◆ **Exercise**
Copy the records verbatim, everything from the line containing "locate the curb" down to the line containing "294, 382, 319]]", both of those lines included.

--- start of Materials provided ---

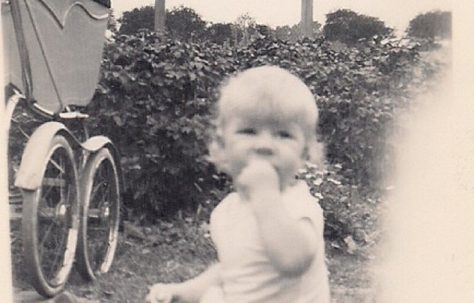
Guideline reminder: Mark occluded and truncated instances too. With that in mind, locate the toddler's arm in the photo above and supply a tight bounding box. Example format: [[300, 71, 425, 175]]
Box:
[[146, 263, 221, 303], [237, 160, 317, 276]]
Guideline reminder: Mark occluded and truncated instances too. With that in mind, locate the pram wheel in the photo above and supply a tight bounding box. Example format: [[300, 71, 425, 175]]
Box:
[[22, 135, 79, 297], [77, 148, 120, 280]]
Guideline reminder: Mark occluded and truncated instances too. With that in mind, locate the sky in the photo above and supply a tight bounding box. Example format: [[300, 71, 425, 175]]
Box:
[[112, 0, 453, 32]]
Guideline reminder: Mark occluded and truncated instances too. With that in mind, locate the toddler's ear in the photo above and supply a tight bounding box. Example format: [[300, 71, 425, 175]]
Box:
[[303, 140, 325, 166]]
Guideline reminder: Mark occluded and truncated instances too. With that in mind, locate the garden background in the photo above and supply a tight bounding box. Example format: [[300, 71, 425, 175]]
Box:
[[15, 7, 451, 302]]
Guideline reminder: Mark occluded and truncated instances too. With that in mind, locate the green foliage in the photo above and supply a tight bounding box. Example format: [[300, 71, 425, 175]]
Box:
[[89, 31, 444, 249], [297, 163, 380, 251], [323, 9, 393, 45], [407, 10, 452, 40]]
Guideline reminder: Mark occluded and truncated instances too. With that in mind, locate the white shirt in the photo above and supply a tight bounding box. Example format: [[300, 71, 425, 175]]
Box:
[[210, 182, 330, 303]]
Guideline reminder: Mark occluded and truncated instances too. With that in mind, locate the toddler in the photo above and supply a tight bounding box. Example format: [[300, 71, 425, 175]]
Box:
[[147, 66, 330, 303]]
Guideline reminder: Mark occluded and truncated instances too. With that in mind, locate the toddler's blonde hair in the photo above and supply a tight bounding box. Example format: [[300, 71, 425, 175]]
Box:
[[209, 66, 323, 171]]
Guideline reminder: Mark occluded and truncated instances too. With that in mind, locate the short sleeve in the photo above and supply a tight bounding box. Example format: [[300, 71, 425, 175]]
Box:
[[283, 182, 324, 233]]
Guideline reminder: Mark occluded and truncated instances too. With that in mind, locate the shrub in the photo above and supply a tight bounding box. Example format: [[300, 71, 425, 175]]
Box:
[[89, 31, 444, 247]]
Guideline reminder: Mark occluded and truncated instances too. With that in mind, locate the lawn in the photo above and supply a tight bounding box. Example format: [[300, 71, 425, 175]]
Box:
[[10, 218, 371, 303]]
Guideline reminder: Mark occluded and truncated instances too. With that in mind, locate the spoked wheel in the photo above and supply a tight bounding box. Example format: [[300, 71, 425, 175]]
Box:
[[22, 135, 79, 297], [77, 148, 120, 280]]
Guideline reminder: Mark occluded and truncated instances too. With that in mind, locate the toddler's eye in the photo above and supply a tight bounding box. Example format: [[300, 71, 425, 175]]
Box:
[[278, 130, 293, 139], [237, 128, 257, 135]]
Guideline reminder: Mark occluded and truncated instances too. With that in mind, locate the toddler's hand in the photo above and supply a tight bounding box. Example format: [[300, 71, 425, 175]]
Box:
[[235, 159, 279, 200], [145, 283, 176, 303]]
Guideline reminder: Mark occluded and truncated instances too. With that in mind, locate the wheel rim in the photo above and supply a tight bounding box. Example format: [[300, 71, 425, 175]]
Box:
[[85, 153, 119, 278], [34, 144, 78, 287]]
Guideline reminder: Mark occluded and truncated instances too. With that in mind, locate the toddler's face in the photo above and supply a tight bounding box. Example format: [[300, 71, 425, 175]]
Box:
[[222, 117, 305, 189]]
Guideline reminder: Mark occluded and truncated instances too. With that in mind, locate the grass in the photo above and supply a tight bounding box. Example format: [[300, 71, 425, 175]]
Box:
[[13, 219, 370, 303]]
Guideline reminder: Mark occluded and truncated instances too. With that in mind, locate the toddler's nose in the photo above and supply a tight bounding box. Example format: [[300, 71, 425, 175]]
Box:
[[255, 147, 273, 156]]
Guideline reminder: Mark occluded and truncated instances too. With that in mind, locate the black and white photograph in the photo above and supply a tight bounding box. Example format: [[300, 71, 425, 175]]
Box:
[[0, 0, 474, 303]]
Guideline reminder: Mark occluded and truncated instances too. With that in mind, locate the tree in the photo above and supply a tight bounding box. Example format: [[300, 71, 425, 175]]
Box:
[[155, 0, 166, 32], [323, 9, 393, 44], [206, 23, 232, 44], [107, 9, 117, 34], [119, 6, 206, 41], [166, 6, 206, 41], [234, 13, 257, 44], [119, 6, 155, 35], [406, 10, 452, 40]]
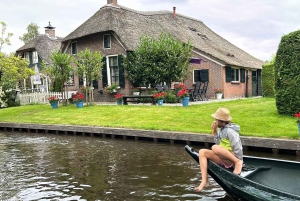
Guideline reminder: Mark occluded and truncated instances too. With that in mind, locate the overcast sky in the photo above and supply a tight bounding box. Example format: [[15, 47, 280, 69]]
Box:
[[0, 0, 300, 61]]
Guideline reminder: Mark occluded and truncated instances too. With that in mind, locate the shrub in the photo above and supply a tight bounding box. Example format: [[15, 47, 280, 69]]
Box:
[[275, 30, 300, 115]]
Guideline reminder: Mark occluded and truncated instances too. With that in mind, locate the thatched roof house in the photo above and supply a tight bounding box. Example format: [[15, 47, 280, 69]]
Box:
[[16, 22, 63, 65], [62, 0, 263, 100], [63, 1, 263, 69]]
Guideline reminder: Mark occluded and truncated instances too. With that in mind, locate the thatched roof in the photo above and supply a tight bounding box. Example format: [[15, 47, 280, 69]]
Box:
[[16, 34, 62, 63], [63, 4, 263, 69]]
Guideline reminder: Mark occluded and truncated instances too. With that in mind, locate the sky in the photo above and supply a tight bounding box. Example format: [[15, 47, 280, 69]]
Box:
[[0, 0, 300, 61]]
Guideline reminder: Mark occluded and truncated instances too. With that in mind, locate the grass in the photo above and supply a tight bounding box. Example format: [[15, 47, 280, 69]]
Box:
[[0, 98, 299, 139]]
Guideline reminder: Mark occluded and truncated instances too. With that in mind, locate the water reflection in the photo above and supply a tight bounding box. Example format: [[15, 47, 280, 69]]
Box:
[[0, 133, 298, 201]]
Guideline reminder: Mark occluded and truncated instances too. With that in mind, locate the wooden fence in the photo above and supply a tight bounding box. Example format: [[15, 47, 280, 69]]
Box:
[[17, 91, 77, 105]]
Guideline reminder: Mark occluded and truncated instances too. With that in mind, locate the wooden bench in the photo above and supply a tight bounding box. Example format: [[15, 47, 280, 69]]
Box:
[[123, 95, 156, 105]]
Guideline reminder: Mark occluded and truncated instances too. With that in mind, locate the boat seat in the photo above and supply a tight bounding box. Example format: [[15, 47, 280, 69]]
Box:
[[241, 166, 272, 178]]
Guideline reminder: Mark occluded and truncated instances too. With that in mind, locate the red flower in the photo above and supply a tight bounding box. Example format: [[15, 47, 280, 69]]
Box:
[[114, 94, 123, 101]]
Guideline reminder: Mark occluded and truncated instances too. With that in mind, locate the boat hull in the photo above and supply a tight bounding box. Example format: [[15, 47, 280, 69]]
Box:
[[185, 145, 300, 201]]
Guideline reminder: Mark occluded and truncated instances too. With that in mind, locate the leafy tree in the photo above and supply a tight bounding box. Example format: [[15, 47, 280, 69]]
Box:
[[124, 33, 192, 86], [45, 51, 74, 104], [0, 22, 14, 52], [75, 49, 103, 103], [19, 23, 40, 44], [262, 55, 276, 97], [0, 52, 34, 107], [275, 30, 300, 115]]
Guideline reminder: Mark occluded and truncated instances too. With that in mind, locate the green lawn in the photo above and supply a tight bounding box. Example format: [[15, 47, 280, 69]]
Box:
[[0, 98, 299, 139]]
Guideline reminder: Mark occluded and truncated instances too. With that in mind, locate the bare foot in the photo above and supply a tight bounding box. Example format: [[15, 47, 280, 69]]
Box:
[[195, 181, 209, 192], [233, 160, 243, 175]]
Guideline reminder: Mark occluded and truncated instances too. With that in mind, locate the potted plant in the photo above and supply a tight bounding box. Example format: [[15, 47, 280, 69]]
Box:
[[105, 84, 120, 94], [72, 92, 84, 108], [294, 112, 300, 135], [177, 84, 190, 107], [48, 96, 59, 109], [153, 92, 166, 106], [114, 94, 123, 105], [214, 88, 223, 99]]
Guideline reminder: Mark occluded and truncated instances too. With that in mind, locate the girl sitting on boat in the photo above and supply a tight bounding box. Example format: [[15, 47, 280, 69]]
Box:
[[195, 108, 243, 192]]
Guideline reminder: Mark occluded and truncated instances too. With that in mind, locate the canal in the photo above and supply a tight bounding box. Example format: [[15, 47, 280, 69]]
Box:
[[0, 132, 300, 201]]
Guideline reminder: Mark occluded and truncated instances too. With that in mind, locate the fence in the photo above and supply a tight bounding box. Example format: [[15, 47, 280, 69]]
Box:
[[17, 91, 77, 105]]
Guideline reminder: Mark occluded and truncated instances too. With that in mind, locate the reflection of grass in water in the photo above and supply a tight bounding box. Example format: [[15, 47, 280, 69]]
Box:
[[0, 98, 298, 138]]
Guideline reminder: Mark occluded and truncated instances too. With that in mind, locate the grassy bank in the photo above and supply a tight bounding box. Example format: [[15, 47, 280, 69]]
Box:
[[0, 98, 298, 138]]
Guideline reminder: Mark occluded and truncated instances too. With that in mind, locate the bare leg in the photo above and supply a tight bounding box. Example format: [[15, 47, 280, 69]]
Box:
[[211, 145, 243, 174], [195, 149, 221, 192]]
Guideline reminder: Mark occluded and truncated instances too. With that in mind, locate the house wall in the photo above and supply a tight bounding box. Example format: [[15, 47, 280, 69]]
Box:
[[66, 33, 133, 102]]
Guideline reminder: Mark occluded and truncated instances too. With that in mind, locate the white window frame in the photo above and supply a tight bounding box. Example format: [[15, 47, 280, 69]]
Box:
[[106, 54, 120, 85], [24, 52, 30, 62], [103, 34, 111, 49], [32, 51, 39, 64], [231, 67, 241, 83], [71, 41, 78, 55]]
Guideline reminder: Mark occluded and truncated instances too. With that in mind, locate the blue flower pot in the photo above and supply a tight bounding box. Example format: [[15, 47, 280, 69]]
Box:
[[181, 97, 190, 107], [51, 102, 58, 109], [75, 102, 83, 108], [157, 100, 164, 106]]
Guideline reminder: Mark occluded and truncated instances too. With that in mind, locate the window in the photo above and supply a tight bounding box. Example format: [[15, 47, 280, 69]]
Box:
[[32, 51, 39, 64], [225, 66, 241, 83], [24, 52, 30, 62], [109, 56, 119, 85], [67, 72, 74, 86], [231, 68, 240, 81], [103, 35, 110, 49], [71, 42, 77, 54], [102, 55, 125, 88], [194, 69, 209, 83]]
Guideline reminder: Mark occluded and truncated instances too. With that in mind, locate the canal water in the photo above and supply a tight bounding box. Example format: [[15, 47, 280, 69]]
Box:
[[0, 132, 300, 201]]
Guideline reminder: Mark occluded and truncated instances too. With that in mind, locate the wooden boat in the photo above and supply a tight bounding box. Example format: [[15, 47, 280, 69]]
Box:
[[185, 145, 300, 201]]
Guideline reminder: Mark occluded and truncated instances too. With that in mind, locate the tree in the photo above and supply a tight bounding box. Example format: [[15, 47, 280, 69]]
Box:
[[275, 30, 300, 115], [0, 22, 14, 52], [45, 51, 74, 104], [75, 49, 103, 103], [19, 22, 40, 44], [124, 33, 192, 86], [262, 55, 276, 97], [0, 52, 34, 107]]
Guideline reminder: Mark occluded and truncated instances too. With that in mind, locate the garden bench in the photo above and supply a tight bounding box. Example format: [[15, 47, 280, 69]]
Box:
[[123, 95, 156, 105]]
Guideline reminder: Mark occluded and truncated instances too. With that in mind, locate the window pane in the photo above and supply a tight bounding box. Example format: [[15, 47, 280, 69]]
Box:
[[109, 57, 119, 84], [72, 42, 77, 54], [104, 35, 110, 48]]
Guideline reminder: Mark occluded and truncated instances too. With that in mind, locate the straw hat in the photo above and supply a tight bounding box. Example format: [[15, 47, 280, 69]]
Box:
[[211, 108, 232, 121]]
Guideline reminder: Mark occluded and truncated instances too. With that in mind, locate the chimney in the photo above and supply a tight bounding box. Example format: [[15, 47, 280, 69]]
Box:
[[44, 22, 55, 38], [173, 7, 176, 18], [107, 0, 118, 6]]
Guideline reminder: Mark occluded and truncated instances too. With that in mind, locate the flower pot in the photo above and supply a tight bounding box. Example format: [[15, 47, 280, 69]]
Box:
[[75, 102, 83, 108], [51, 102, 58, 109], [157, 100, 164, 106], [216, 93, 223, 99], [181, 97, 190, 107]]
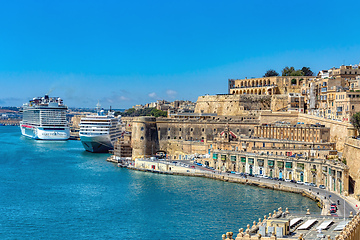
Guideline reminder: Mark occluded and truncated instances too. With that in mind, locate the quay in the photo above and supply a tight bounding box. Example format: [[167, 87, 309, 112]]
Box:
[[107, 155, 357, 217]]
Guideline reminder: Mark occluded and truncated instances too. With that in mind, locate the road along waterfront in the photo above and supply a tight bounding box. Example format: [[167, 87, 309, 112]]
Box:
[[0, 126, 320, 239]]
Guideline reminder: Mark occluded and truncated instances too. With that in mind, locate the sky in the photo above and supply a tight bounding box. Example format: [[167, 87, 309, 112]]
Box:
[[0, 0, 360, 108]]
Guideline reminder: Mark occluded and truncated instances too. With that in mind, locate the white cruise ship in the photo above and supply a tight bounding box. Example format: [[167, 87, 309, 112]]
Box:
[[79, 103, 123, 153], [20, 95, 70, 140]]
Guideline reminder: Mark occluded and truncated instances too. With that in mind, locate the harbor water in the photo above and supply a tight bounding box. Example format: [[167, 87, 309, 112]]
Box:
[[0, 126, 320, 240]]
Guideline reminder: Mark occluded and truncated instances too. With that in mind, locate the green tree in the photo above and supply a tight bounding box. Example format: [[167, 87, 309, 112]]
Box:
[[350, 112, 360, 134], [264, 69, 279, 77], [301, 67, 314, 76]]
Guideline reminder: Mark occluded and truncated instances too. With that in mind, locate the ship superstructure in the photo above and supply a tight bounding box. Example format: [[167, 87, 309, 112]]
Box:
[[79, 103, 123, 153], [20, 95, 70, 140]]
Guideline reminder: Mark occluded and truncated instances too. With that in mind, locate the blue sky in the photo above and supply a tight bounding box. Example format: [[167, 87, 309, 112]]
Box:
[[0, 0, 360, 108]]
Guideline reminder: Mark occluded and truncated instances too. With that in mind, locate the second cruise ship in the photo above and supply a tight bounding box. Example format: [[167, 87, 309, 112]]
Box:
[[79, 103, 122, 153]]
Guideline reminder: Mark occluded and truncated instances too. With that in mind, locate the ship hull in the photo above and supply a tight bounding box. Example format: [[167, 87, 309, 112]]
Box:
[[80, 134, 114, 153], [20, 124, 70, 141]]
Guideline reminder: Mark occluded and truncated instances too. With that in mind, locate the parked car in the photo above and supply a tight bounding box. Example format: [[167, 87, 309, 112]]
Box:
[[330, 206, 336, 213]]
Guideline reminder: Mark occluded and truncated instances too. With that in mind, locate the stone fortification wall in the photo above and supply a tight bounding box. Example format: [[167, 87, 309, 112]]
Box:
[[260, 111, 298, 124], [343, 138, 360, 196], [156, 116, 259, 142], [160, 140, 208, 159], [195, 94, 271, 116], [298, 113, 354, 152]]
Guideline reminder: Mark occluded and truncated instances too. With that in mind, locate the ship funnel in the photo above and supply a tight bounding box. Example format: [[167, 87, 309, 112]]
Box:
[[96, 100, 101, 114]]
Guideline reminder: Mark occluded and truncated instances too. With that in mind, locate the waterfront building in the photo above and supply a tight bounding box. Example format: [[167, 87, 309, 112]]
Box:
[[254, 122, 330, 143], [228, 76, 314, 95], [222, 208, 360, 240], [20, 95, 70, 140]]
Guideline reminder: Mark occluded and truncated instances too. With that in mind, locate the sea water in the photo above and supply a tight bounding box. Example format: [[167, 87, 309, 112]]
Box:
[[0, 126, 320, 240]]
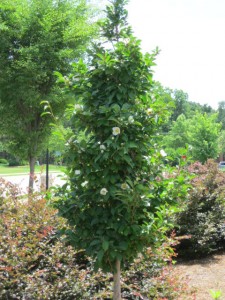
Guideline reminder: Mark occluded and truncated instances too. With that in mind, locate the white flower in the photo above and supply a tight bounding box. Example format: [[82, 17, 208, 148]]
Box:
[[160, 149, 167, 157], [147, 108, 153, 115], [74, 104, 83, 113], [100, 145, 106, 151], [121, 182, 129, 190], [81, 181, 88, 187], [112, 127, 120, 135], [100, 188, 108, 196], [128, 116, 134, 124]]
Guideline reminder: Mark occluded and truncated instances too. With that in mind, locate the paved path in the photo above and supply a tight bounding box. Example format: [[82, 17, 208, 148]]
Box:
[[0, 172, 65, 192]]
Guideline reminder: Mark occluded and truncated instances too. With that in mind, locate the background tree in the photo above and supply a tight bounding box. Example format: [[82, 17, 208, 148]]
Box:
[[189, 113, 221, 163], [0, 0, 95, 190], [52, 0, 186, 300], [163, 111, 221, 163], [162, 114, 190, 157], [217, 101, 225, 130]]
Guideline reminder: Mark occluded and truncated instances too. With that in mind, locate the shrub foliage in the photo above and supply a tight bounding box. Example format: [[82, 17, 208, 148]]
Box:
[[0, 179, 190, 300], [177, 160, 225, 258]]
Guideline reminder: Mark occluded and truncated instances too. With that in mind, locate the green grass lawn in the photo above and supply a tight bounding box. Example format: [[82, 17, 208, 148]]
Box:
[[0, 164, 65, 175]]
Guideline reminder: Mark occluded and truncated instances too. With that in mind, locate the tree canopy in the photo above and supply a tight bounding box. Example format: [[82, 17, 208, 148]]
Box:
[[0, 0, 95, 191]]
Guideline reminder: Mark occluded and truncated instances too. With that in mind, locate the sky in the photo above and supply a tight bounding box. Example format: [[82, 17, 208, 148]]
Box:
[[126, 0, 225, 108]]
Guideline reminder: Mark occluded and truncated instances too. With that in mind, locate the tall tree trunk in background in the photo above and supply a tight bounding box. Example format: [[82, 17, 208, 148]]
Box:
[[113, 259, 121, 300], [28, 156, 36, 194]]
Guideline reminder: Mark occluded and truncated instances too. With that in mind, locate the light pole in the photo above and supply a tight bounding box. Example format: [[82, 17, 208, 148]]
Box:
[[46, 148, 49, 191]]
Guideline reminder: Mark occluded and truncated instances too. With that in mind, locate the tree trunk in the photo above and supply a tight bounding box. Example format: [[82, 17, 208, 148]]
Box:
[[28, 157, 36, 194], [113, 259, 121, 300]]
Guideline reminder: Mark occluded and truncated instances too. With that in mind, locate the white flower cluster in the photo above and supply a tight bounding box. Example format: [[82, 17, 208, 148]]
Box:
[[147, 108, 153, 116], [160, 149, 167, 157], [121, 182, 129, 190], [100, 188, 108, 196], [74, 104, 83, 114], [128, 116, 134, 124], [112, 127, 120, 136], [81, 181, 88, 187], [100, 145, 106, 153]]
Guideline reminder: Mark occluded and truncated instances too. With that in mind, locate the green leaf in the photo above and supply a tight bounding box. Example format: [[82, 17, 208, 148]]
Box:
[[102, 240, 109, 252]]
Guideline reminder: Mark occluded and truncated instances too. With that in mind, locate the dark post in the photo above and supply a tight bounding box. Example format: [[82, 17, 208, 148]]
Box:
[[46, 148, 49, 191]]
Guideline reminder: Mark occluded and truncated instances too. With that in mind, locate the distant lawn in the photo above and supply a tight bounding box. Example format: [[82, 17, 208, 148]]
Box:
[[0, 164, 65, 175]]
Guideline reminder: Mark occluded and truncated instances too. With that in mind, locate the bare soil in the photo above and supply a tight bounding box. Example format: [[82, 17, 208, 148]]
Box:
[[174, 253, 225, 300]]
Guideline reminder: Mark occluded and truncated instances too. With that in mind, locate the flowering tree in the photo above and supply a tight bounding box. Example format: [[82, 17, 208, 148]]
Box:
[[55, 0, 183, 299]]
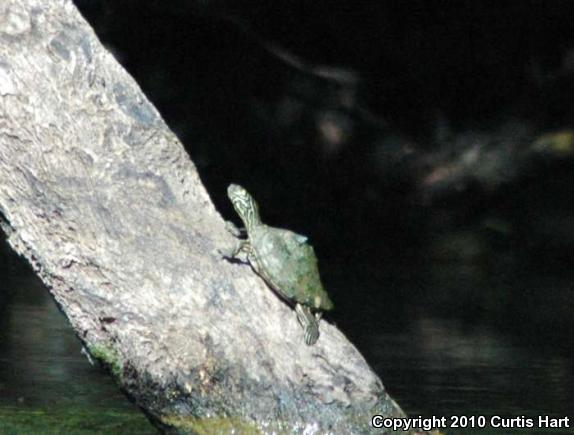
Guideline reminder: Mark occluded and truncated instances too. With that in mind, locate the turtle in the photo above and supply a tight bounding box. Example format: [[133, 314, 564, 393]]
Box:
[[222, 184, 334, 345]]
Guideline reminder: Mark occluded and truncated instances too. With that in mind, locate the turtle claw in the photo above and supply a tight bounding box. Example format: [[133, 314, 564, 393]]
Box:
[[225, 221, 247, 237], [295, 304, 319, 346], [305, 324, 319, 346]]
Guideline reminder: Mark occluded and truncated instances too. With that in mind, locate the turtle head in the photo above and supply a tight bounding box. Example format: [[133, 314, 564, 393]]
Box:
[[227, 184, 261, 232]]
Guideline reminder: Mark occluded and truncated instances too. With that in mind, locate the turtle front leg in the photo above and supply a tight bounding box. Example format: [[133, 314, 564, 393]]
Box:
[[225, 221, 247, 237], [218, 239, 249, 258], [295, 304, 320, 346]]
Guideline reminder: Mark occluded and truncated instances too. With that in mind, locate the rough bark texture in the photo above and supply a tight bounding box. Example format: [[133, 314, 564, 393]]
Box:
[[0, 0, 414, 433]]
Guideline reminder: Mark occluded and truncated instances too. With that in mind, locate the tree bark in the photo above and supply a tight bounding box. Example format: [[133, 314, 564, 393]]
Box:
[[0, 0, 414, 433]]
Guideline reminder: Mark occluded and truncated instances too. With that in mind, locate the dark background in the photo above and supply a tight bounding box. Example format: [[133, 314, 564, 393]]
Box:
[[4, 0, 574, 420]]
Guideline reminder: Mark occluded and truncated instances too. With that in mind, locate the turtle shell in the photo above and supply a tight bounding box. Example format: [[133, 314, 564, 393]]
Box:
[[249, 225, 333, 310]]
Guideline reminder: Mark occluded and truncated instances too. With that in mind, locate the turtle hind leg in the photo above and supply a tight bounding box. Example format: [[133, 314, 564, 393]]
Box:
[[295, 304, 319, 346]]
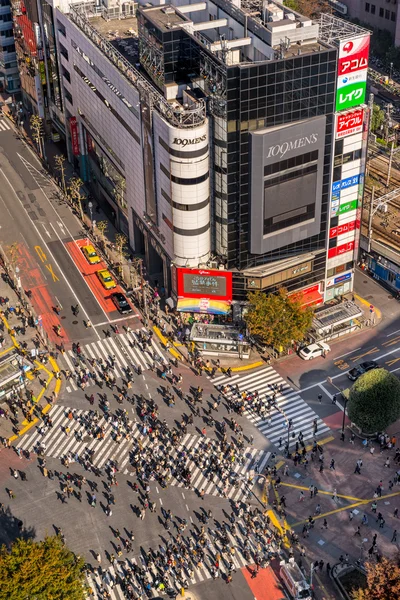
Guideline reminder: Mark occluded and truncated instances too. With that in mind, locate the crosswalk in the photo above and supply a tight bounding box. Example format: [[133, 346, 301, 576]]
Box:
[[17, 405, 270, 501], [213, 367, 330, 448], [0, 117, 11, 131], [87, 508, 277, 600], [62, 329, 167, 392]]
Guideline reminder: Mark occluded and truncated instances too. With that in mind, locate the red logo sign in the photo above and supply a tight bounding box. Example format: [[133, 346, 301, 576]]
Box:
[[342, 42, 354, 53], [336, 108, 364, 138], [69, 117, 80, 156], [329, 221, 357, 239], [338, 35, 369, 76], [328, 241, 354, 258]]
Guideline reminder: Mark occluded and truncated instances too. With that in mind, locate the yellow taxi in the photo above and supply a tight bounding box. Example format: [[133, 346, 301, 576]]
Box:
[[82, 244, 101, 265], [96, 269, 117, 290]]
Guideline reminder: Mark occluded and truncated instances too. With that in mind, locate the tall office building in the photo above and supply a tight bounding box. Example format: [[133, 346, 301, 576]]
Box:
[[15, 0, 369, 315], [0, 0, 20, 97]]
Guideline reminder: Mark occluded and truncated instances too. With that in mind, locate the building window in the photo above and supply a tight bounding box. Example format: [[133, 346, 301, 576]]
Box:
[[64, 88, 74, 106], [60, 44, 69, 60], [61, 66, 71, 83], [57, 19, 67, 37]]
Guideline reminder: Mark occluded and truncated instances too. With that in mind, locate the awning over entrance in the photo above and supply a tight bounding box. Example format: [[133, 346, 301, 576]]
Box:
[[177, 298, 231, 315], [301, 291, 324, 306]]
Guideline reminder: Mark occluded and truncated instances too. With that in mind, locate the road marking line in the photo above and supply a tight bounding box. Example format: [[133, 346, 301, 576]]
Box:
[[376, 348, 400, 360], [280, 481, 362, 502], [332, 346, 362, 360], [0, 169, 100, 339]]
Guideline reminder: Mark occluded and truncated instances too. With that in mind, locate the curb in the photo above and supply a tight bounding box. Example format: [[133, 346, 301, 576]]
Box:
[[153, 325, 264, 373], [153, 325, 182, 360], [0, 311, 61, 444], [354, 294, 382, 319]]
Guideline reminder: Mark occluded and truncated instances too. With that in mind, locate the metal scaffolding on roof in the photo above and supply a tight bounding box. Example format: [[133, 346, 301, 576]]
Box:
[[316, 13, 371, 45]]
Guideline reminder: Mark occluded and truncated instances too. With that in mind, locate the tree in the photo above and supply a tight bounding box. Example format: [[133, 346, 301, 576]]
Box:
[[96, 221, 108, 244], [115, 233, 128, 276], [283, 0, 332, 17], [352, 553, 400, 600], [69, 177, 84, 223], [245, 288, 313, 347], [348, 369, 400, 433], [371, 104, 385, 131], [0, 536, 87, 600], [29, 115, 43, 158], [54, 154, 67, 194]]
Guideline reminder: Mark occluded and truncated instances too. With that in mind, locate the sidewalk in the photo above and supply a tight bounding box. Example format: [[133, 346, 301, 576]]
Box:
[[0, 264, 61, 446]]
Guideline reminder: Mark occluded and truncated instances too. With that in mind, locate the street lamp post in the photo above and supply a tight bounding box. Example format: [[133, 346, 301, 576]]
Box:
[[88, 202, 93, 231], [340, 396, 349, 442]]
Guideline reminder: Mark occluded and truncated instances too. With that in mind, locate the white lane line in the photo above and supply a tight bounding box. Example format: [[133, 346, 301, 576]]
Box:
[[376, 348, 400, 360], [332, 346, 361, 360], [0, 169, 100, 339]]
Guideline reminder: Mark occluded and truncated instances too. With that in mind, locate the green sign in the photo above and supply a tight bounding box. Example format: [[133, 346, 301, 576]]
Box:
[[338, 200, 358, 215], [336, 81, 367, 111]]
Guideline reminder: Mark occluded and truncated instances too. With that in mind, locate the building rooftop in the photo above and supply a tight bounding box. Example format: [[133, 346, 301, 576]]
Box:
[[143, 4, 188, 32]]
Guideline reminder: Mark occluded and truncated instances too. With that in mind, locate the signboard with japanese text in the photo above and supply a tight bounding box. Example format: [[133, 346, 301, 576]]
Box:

--- end of Materials provided ---

◆ **Response to the task**
Guideline reminder: Mark occluded and truncated instances too. With that in mind, locate the curb in the photo above and supply a tight bounding box. Example format: [[133, 346, 301, 576]]
Box:
[[153, 325, 264, 373], [153, 325, 182, 360], [0, 311, 61, 444], [354, 294, 382, 319]]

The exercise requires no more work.